▸ **DATA LISTING**:
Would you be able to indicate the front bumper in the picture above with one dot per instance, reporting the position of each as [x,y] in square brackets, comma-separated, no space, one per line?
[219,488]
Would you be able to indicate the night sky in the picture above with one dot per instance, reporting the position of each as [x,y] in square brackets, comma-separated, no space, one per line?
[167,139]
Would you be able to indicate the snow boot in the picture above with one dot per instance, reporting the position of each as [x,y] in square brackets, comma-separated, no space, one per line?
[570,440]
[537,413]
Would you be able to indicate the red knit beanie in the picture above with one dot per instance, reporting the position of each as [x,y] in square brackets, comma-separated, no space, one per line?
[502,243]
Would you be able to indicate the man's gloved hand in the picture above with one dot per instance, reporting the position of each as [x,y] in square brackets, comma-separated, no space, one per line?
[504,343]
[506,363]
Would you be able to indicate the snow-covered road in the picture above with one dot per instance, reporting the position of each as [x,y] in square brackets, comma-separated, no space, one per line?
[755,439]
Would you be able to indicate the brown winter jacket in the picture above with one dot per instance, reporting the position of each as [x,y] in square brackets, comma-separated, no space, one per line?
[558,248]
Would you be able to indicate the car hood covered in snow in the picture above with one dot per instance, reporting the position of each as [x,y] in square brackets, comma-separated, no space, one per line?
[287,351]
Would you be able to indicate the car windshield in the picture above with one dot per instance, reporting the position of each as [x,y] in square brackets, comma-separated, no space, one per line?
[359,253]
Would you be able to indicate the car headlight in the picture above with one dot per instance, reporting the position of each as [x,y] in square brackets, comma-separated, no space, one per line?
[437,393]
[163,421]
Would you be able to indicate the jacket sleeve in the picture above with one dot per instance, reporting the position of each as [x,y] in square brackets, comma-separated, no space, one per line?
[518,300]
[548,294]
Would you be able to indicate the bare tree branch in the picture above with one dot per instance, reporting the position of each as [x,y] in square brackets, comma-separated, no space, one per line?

▸ **TASK TO COMPLETE**: Restate all of the data above. Match it word for word.

▸ **RESPONSE BOX**:
Would you be able to indicate the front bumper in the picture above with one dot per instance, reporting the position of each as [x,y] in square brackets, comma-separated, no space, one per line?
[219,488]
Would you be able to indicate the night sky in the picture above with one dot per instance, reporting the position of each as [x,y] in square brackets, comma-separated, no space, one per line?
[167,139]
Would you be able to indicate the snow boot in the picture above with one dot per instance, reporting the position of each as [x,y] in square brackets, comma-separated, no space, one per line?
[570,440]
[537,413]
Would you be able to indicate the red knit beanie in the picture above with one dot per instance, reporting the position of each as [x,y] in square brackets, comma-separated, no space, one per line?
[502,243]
Would you be able to indicate the man's gloved hand in the picture above with one dot per instance, reporting the position of each as [x,y] in square brackets, comma-separated, no space, one per line?
[504,343]
[506,363]
Would you be able to indicate the snow-covered road in the picture above with one dot per instance, reporting the position of each as [x,y] in square brackets, comma-separated, no space, one per line?
[755,439]
Would you be able to indicate the brown winter jacket in the picture above with one dot per instance, reporting the position of each as [x,y] in square brackets, comma-separated, no space, one per line?
[558,248]
Would you be able to indicate the car hood covered in snow in the picture above with one dot per instance, reporting the position of each as [x,y] in square brackets, comma-separated, no space, one per line?
[287,351]
Would you be able to indicate the car windshield in the picture above with one dot per instance, reporting the position of each as [x,y] in square brackets, comma-separated, no space, one per line?
[359,253]
Would you be able to indicate the car headlight in the picture above with one dot per instance, reporting the position of each as [x,y] in square brackets, comma-separated, no space, one per line?
[437,393]
[163,421]
Would you be able to indicate the jacket sleeve in the picture above with one dot per instance, reporting the position of each as [x,y] in square brackets, comma-separated, no space, one per line?
[518,300]
[548,294]
Would you be able to indicate the bare tree branch in the picture above with one dot per instance, reporting the position of each as [x,y] in square brackets, comma-separated, no space, one per line?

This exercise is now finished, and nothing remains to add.